— START Given text —
Crashed filesystem - directory recovery

Luigi Fabio lfabio_ext3users at smiling-web.com
Sun Feb 22 13:51:20 UTC 2004


On 22 Feb 2004 at 12:20, Bodo Thiesen wrote:
> If you already answered 'yes', than you have to recopy the image from the 
> broken hard disk again, because saying 'yes' simply means to delete the 
> inode. On the other hand: If the inodes management areas are in broken 
> blocks, than they cannot be rescued at all. How important are the files? 
> (There are companies, which are specialised on data rescue, which are 
> able to do things, which you cannot - but it's expensive as everything 
> needs to be done by hand ;-)
Yes, I realise. I did copy the image again from a backup - several 
times - but I didn't get very far. I answered no and told fsck to fix 
the filetype instead when it asked me, but I only was able to recover 
one file from the arch dir - one much too old to be of interest (as a 
matter of fact, fsck did not stop when I answered no, I recalled 
correctly). At this point, any ideas are welcome - both for recovery 
of this filesystem and as a choice for future filesystems, because 
ext3 has shown itself to be far too brittle for critical usage.
— END Given text —
— START Listed entries —
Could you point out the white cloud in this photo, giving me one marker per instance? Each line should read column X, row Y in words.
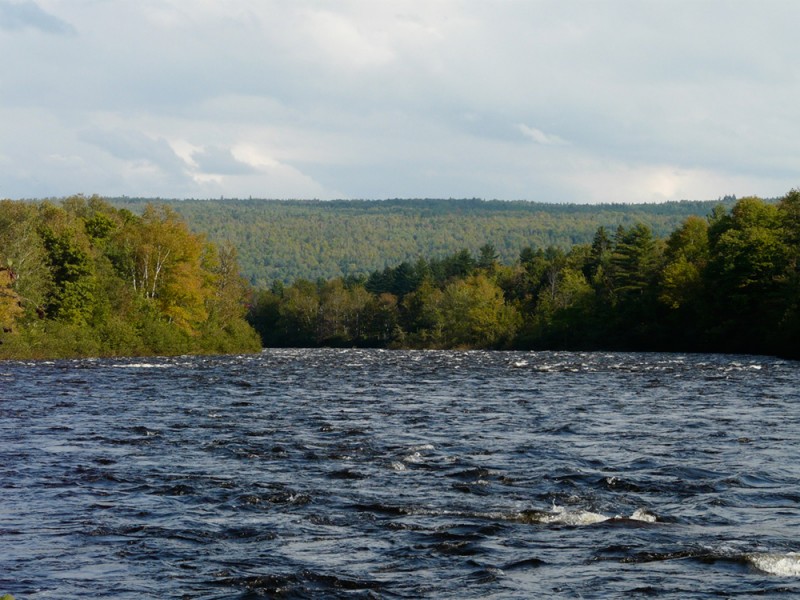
column 29, row 15
column 618, row 100
column 540, row 137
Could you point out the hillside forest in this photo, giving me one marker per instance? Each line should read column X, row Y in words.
column 727, row 282
column 290, row 240
column 85, row 277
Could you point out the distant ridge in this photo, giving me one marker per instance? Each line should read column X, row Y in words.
column 311, row 239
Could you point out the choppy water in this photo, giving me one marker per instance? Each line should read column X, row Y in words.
column 353, row 473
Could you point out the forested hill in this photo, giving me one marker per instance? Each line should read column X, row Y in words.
column 289, row 240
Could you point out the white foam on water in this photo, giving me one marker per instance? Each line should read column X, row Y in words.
column 642, row 514
column 562, row 516
column 785, row 565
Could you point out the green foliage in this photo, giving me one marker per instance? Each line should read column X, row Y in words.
column 728, row 282
column 290, row 240
column 92, row 280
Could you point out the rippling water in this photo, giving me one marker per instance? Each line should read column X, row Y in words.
column 355, row 473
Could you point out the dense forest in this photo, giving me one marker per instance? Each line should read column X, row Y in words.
column 726, row 282
column 289, row 240
column 82, row 278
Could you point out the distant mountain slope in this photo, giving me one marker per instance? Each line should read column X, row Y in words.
column 286, row 240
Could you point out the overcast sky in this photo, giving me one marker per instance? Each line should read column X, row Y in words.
column 553, row 101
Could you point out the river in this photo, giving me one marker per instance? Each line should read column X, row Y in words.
column 394, row 474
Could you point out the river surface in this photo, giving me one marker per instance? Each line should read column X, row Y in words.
column 383, row 474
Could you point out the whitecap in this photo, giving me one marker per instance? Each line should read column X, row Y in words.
column 785, row 565
column 642, row 514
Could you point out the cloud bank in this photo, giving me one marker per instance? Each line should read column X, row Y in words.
column 616, row 101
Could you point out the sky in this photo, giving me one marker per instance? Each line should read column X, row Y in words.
column 552, row 101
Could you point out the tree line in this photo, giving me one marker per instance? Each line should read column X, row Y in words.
column 290, row 240
column 82, row 278
column 726, row 282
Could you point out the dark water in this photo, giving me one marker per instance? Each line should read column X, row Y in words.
column 353, row 473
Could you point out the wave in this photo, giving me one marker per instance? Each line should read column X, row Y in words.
column 785, row 565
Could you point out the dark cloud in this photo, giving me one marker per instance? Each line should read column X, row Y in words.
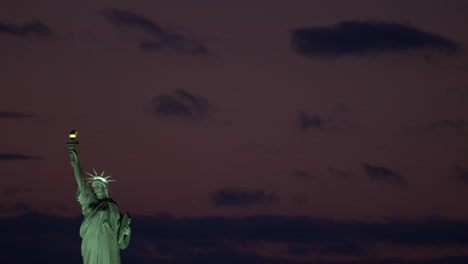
column 457, row 124
column 36, row 27
column 302, row 174
column 339, row 174
column 166, row 239
column 347, row 248
column 16, row 115
column 383, row 175
column 9, row 156
column 359, row 38
column 461, row 173
column 17, row 208
column 239, row 197
column 162, row 37
column 301, row 199
column 16, row 190
column 181, row 104
column 306, row 121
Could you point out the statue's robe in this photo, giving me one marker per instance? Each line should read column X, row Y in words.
column 99, row 229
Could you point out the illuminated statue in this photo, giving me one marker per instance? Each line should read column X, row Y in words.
column 104, row 230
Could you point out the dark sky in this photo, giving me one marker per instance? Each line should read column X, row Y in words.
column 239, row 131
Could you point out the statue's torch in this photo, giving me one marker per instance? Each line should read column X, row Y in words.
column 72, row 141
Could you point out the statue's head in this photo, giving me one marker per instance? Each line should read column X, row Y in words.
column 100, row 184
column 100, row 189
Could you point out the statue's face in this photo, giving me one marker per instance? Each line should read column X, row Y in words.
column 100, row 189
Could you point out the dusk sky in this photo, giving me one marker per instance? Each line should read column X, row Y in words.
column 283, row 132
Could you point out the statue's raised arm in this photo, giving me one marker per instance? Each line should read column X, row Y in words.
column 79, row 175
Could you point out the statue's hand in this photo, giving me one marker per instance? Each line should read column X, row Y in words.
column 126, row 230
column 73, row 158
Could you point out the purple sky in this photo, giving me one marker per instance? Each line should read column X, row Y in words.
column 350, row 114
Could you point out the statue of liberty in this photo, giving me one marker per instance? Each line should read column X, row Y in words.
column 104, row 229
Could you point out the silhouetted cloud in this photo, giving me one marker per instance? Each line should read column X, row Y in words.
column 339, row 174
column 162, row 37
column 457, row 124
column 461, row 173
column 300, row 199
column 306, row 121
column 215, row 239
column 17, row 208
column 16, row 115
column 9, row 156
column 303, row 174
column 181, row 104
column 36, row 27
column 359, row 38
column 383, row 175
column 16, row 190
column 234, row 196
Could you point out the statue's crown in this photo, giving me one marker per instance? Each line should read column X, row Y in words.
column 100, row 178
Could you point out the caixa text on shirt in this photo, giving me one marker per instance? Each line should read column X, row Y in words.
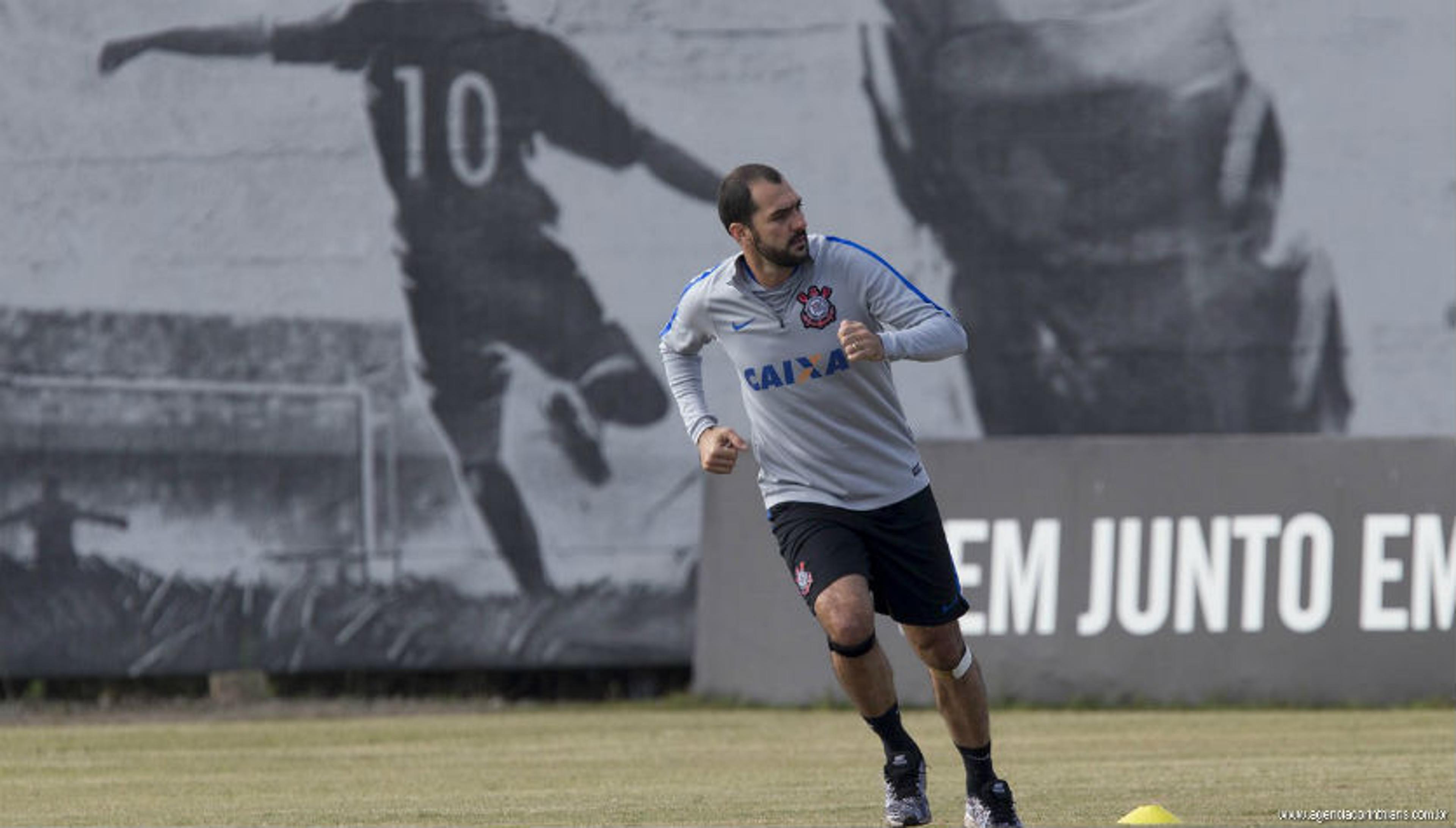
column 797, row 370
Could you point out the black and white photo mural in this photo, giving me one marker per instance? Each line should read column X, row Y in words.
column 328, row 328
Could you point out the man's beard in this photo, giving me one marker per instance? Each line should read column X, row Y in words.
column 783, row 257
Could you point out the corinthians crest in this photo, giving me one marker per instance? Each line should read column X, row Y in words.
column 817, row 310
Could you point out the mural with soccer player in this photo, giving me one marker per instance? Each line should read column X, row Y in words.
column 328, row 326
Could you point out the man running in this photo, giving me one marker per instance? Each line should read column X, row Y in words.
column 811, row 325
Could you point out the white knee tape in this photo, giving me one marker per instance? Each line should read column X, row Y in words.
column 965, row 666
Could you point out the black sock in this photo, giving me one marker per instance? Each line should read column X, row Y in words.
column 893, row 734
column 977, row 767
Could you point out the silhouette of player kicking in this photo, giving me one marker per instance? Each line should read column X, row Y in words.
column 458, row 94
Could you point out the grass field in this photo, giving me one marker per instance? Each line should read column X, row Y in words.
column 685, row 763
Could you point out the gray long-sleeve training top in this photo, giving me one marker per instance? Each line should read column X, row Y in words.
column 823, row 430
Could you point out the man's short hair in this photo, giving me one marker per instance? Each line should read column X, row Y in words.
column 734, row 200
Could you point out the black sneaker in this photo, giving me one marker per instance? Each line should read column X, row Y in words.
column 992, row 807
column 579, row 437
column 905, row 792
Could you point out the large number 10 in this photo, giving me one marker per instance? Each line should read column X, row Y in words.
column 472, row 165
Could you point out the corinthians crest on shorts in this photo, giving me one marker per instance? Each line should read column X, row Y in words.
column 804, row 580
column 817, row 310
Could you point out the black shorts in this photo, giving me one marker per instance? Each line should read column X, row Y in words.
column 901, row 549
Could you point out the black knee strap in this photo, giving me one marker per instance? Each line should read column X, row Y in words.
column 854, row 651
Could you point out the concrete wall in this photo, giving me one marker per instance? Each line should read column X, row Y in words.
column 1177, row 569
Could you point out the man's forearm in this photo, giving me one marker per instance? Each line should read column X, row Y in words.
column 242, row 40
column 685, row 379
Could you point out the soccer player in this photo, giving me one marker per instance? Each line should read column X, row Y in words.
column 1104, row 178
column 458, row 95
column 53, row 519
column 811, row 325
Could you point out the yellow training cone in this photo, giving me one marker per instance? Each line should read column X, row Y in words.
column 1149, row 815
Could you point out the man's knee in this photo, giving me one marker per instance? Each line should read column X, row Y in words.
column 960, row 668
column 943, row 649
column 855, row 649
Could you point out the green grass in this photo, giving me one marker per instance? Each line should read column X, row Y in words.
column 697, row 765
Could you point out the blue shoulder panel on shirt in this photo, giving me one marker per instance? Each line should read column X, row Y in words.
column 892, row 268
column 672, row 319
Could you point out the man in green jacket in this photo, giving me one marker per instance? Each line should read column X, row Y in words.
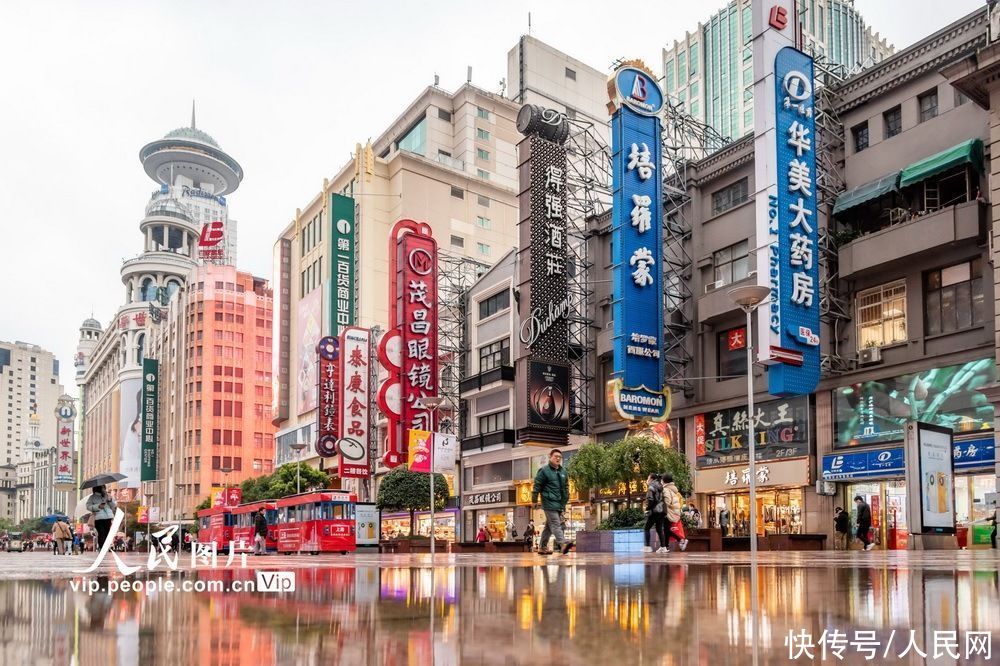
column 552, row 484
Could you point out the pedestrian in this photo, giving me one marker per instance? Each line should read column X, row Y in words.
column 864, row 522
column 552, row 484
column 103, row 507
column 61, row 535
column 655, row 513
column 841, row 528
column 672, row 502
column 260, row 532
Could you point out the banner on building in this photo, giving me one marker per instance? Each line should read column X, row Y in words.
column 787, row 221
column 355, row 402
column 543, row 376
column 328, row 396
column 150, row 419
column 65, row 417
column 343, row 251
column 281, row 330
column 409, row 349
column 637, row 228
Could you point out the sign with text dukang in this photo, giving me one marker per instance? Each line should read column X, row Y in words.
column 637, row 228
column 785, row 145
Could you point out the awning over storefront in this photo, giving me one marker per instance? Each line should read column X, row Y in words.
column 866, row 192
column 968, row 152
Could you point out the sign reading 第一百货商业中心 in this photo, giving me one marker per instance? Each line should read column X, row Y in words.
column 343, row 250
column 785, row 147
column 637, row 227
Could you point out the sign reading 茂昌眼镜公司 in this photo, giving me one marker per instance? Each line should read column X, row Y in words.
column 637, row 227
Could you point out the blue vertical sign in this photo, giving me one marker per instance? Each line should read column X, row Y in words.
column 794, row 227
column 637, row 236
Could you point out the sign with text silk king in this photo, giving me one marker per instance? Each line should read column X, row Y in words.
column 637, row 241
column 542, row 376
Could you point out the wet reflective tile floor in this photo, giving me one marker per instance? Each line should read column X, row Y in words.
column 514, row 609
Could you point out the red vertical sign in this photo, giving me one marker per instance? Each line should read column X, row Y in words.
column 410, row 349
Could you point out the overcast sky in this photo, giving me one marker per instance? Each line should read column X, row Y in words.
column 286, row 88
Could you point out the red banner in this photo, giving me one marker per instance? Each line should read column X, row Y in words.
column 410, row 350
column 328, row 397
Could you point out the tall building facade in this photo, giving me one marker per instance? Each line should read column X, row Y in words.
column 194, row 175
column 710, row 71
column 214, row 350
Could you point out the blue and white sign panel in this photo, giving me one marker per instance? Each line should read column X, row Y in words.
column 875, row 463
column 793, row 226
column 637, row 236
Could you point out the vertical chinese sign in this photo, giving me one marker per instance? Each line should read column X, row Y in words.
column 637, row 232
column 355, row 402
column 543, row 371
column 327, row 397
column 409, row 349
column 150, row 419
column 343, row 239
column 785, row 199
column 65, row 414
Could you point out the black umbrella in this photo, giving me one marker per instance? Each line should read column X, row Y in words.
column 102, row 480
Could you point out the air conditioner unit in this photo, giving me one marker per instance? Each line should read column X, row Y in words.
column 870, row 356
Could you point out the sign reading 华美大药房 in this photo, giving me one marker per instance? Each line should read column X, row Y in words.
column 781, row 431
column 343, row 240
column 150, row 418
column 637, row 223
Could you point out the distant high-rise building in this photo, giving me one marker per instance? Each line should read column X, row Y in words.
column 710, row 70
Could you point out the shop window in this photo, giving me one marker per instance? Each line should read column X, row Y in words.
column 732, row 263
column 730, row 196
column 494, row 354
column 881, row 315
column 953, row 297
column 732, row 353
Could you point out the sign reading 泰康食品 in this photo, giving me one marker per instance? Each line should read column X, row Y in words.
column 343, row 239
column 150, row 418
column 637, row 227
column 781, row 431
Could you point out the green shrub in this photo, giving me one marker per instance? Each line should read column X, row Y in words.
column 624, row 519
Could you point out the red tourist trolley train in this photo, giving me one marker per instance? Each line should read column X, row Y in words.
column 314, row 522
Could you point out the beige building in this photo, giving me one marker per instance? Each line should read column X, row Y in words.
column 449, row 159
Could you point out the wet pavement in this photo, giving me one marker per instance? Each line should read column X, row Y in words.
column 507, row 609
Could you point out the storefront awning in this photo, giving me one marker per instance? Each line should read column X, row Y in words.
column 866, row 192
column 968, row 152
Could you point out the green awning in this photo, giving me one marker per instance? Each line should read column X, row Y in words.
column 967, row 152
column 866, row 192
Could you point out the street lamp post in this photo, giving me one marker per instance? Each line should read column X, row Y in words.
column 749, row 298
column 297, row 447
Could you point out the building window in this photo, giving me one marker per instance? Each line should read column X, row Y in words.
column 732, row 353
column 730, row 196
column 494, row 355
column 495, row 303
column 893, row 121
column 881, row 315
column 953, row 297
column 860, row 134
column 732, row 263
column 492, row 423
column 928, row 105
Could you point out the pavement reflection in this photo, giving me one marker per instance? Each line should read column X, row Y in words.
column 568, row 611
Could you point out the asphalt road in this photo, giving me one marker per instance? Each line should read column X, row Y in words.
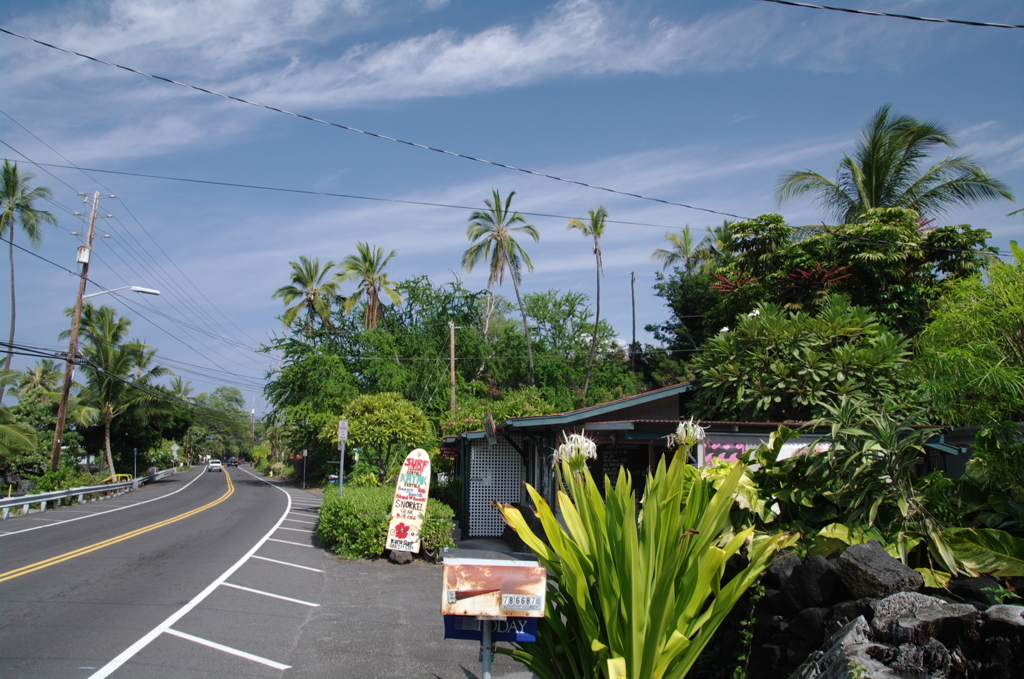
— END Listed entries —
*Problem description*. Continue the mailing-list reply about recovering a crashed ext3 filesystem, picking up after its final sentence.

*Response to this task*.
To answer your last question - I asked a data recovery place, in the 
hopes that they can mount the platters on a working head/spindle 
system to retrieve the data that I could not, but I am still waiting 
for an estimate. Per past experiences, unless they can gain data that 
way, data recovery places are much *less* effective than in house 
solutions, because they can't even remotely afford to dedicate the 
amount of time that we do in house to the problem while keeping their 
bills acceptable.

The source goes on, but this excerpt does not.